• _WHAT IS ASKED_
Extract every line of the material below and reproduce it faithfully.

• _RECORDS FOR THE EXERCISE_
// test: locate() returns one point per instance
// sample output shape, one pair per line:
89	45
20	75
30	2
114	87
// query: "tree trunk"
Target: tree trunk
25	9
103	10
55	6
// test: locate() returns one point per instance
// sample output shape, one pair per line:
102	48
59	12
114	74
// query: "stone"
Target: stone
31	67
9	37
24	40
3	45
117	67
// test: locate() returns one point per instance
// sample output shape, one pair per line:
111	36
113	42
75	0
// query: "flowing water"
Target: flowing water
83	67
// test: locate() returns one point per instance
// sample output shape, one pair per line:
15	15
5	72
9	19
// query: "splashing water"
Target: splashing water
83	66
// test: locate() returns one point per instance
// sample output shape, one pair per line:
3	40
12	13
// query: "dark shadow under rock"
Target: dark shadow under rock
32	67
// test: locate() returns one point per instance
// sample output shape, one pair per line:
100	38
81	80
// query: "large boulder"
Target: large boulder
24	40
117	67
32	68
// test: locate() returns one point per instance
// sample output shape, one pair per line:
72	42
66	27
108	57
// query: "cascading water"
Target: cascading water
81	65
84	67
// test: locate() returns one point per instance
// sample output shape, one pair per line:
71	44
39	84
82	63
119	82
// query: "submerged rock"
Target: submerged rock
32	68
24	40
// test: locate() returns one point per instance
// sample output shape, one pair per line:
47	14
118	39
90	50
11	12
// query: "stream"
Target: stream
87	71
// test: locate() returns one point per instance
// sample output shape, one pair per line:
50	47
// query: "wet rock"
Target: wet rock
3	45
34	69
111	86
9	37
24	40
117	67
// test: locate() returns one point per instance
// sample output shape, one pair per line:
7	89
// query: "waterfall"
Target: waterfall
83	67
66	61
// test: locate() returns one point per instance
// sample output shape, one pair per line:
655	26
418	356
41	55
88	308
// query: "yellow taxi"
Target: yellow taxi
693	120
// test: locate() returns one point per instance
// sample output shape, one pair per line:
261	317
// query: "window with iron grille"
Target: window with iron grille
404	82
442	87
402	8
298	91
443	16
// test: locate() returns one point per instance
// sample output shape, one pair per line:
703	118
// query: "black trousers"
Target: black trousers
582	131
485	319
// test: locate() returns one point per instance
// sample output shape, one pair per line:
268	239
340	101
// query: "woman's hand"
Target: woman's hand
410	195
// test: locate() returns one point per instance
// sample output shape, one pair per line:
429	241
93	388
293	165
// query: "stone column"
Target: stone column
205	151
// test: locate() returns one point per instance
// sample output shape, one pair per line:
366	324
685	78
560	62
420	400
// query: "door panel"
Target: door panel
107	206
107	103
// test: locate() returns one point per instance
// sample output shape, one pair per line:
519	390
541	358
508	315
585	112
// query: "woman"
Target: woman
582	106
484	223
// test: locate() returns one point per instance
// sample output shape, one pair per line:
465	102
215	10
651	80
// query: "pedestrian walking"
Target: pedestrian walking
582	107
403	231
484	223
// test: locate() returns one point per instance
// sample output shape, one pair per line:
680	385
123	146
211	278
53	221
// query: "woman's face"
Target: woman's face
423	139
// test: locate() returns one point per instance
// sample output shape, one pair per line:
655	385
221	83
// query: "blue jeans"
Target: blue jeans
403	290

• _WRITTEN SOLUTION_
// test: locate() returns one point per instance
// sample output shape, one pair per line:
89	45
20	75
30	2
114	87
// query: "tree trunk"
Target: tree trunk
25	9
103	10
55	6
// test: locate() returns one point per instance
// sample output shape, one pair per line:
102	48
59	12
114	74
// query: "stone"
Target: stone
31	67
9	37
24	40
3	45
117	67
// test: locate() returns one point per instance
// sample output shape, one pair per line:
111	36
113	42
75	0
// query: "flowing water"
Target: flowing water
83	67
// test: locate() returns one point per instance
// sample output shape, one pair per line:
15	15
5	72
9	19
// query: "splashing water"
Target: splashing water
83	66
// test: locate() returns one point per instance
// sample output shape, one pair per line:
3	40
12	13
// query: "dark shadow under rock"
Target: dark shadow under rock
32	67
// test: locate() returns one point per instance
// sample output shape, one pair per line:
100	38
81	80
// query: "large boulder"
Target: large boulder
24	40
117	67
32	68
// test: locate() returns one point per instance
// sample output shape, one pair per line:
72	42
66	27
108	57
// query: "cascading water"
Target: cascading water
81	65
84	67
// test: locate() returns one point per instance
// sample output shape, one pair per line:
71	44
39	84
82	63
119	82
// query: "submerged rock"
Target: submerged rock
32	68
24	40
// test: locate() returns one point per instance
// sample output shape, one pair per line:
47	14
118	39
90	50
11	12
// query: "stream"
Target: stream
87	71
// test: locate() returns one point per instance
// sample output shape, one pair per line:
50	47
// query: "wet rock"
Target: wet rock
3	45
34	69
111	86
9	37
24	40
117	67
// test: locate() returns one point per instance
// sample output shape, one pair per line:
7	89
// query: "waterfall"
Target: waterfall
83	67
66	61
// test: locate() returns one point per instance
// sample output shape, one pair per line:
655	26
418	356
41	55
88	308
// query: "yellow taxi"
Target: yellow taxi
693	120
// test: locate() returns one point per instance
// sample output shape, one pair per line:
261	317
// query: "window with iron grille"
Target: window with iron grille
404	82
442	87
402	8
298	91
443	16
// test: locate() returns one point per instance
// sample output shape, one pair per line:
703	118
// query: "black trousers"
Target: black trousers
582	131
485	319
// test: locate() returns one point per instance
// sample output shape, one pair per line:
268	239
340	101
// query: "woman's hand"
Target: woman's hand
410	195
// test: locate() returns one point per instance
// sample output shape, one pair per line:
429	241
93	388
293	165
// query: "stone column"
Target: stone column
205	151
// test: locate() returns one point per instance
// sample output shape, one pair per line:
366	324
685	78
560	62
420	400
// query: "door panel"
Target: door panel
107	206
107	103
// test: locate() returns one point per instance
// sample output shape, one pair per line:
519	390
541	358
508	315
585	112
// query: "woman"
Target: woman
582	106
484	223
// test: locate() returns one point per instance
// sample output shape, one pair per line:
465	102
215	10
651	80
// query: "pedestrian walking"
Target: pedestrian walking
582	107
403	231
484	223
// test: locate() returns one point per instance
// sample output shape, one pair per line:
680	385
123	146
211	278
53	221
// query: "woman's face"
Target: woman's face
423	139
// test: locate() returns one point per instance
// sample output shape, one pair per line:
655	385
221	83
// query: "blue jeans"
Target: blue jeans
403	290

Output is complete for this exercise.